Your task is to copy every line of this material exactly.

** start **

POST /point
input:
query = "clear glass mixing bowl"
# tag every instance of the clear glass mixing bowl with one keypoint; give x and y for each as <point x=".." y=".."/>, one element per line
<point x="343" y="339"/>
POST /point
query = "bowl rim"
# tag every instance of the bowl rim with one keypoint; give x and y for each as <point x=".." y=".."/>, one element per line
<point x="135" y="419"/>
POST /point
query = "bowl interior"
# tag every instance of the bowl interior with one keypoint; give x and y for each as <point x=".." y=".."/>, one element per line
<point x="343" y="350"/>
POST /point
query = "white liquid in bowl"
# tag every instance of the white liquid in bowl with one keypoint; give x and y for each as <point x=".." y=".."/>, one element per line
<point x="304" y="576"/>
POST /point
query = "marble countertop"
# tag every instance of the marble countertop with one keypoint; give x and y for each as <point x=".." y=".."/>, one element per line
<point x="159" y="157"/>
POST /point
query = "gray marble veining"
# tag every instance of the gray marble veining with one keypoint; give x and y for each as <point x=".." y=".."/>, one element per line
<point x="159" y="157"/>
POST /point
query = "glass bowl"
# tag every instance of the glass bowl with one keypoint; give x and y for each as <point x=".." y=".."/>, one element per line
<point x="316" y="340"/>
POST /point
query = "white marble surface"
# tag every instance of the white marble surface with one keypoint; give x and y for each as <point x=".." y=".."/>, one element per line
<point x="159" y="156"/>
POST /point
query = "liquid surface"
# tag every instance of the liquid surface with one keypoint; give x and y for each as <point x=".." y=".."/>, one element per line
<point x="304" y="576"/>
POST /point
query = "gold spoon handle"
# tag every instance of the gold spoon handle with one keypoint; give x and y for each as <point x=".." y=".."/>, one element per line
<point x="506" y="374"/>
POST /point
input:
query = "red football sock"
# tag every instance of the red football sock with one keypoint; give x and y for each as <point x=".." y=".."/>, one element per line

** end **

Task response
POST /point
input:
query = "clear glass mixing bowl"
# tag every instance of the clear glass mixing bowl with one keypoint; give x and y for each as <point x=".." y=".."/>, one element per line
<point x="343" y="339"/>
POST /point
query = "bowl rim"
# tag every instance of the bowl rim with one keypoint; give x and y for each as <point x=".." y=".."/>, one element per line
<point x="135" y="419"/>
POST /point
query = "bowl interior"
# tag every instance of the bowl interior with one keypoint; give x and y for each as <point x=".." y=".."/>, one element per line
<point x="343" y="350"/>
POST /point
query = "white liquid in bowl"
# tag every instance of the white liquid in bowl with one keypoint; give x and y for each as <point x=".." y=".."/>, one element per line
<point x="304" y="576"/>
POST /point
query = "marble countertop"
# tag every instance of the marble countertop with one keypoint; give x and y for each as <point x=".." y=".."/>, one element per line
<point x="159" y="157"/>
POST /point
query = "gray marble veining"
# tag every instance of the gray marble veining with one keypoint; give x and y for each as <point x=".." y=".."/>, one element per line
<point x="159" y="157"/>
POST /point
query = "glass bowl"
# tag every instance of the glass bowl with one keypoint; give x and y for each as <point x=".." y=".."/>, one element per line
<point x="316" y="340"/>
POST /point
query = "white marble surface"
# tag every instance of the white marble surface with one keypoint; give x and y for each as <point x=".." y=".."/>, one element per line
<point x="159" y="156"/>
POST /point
query = "liquid surface"
# tag every instance of the liquid surface with one keypoint; give x and y for each as <point x=".." y=".."/>, one element per line
<point x="304" y="576"/>
POST /point
query = "gold spoon handle"
# tag every instance of the gold spoon handle with one keypoint; give x and y for each as <point x=".." y=".."/>, one element per line
<point x="506" y="374"/>
POST /point
input:
query = "red football sock"
# tag every instance of the red football sock with one keypoint; give x and y for each as <point x=".." y=".."/>, one element per line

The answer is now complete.